* begin *
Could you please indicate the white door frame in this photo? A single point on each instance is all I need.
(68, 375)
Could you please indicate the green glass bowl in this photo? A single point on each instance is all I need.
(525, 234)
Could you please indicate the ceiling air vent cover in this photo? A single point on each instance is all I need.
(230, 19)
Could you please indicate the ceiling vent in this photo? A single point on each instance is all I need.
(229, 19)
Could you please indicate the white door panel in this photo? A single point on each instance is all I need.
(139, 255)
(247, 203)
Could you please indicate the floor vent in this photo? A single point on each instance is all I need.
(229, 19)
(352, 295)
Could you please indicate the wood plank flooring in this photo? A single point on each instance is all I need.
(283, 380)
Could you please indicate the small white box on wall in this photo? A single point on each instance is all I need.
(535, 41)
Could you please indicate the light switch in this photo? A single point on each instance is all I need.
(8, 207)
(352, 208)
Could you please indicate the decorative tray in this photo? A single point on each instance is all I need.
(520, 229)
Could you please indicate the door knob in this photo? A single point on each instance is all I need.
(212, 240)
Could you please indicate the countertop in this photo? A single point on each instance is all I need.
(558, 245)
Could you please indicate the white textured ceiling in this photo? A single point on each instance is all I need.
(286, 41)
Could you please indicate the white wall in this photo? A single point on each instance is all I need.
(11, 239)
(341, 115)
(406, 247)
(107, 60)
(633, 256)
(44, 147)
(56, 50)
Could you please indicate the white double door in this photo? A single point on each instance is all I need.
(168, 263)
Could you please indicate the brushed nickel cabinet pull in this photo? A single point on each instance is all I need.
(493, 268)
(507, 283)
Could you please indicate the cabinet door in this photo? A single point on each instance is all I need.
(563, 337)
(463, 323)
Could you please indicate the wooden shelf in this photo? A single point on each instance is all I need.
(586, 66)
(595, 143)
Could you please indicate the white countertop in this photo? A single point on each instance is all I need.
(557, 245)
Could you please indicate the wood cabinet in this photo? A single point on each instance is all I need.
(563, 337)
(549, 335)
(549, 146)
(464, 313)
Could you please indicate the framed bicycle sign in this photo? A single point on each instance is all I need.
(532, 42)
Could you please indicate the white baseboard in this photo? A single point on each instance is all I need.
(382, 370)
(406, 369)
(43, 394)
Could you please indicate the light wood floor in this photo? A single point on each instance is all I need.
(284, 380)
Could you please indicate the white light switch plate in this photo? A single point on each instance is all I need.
* end *
- TASK DETAILS
Restate the data above exactly, keeping each word as it stands.

- CORRECT ANSWER
Could you please indicate the white door frame in this photo? A single point on each instance is all I need.
(68, 375)
Could you please indicate the green glass bowl in this photo? A single point on each instance is all I need.
(525, 234)
Could you please indicate the ceiling air vent cover in this photo? A single point on each instance is all I need.
(230, 19)
Could you please indicate the ceiling vent in this photo? A single point on each instance is all I need.
(229, 19)
Could you please indicate the white door panel in this photo? A single point on each instance is all I need.
(139, 255)
(247, 203)
Could you please indicate the floor vent in this photo? A single point on each instance is all I need.
(229, 19)
(352, 295)
Could you please indicate the wood plank flooring in this photo? A single point on each instance is all I need.
(283, 380)
Could you please indicate the small white box on wall in this photo? A single point on each instance is all I need.
(535, 41)
Could you please indicate the light switch in this photo? A single point on each instance is all I need.
(8, 207)
(352, 208)
Could you please indicate the decorative tray in this photo? A single point on each instance is all I need.
(520, 229)
Could you please indicate the door knob in this photo? A single point on each instance is all I need.
(212, 240)
Could you please indicate the countertop in this photo? A single point on each instance is all I need.
(558, 245)
Could you please indicate the white textured ceiling in this photo? A single point on each instance is all I need.
(286, 41)
Could you please indicate the white wall in this photo? A single point on each instance is all I need.
(11, 239)
(341, 115)
(406, 247)
(107, 60)
(633, 256)
(44, 147)
(56, 50)
Could you please indicate the white double door in this photo? A single point on each instance is all I need.
(168, 263)
Could you please indicate the brushed nickel cabinet pull in this photo? A single point on each instance is all I need.
(493, 268)
(507, 283)
Could you please indicate the cabinet door in this photo? A single point on each instance is all I need.
(563, 337)
(463, 323)
Could you please indicate the wooden shelf in this photo? A single point on each instance is all I need.
(586, 66)
(595, 143)
Could you please indicate the white countertop in this photo? A single point on each instance is all I need.
(557, 245)
Could you please indicate the wood cabinet in this photo? A single point on each instance is all I need.
(563, 337)
(549, 335)
(549, 146)
(464, 313)
Could you please indicate the framed bicycle sign in this photo? A single point on each instance is all I need.
(532, 42)
Could you please indicate the white baseboard in this photo? A single point on each instance is all I need.
(382, 370)
(406, 369)
(43, 394)
Could you please indicate the light wood floor in this photo? A single point on each instance is all I need.
(284, 380)
Could you please indicate the white light switch plate in this photo? A single point on each instance is all I need.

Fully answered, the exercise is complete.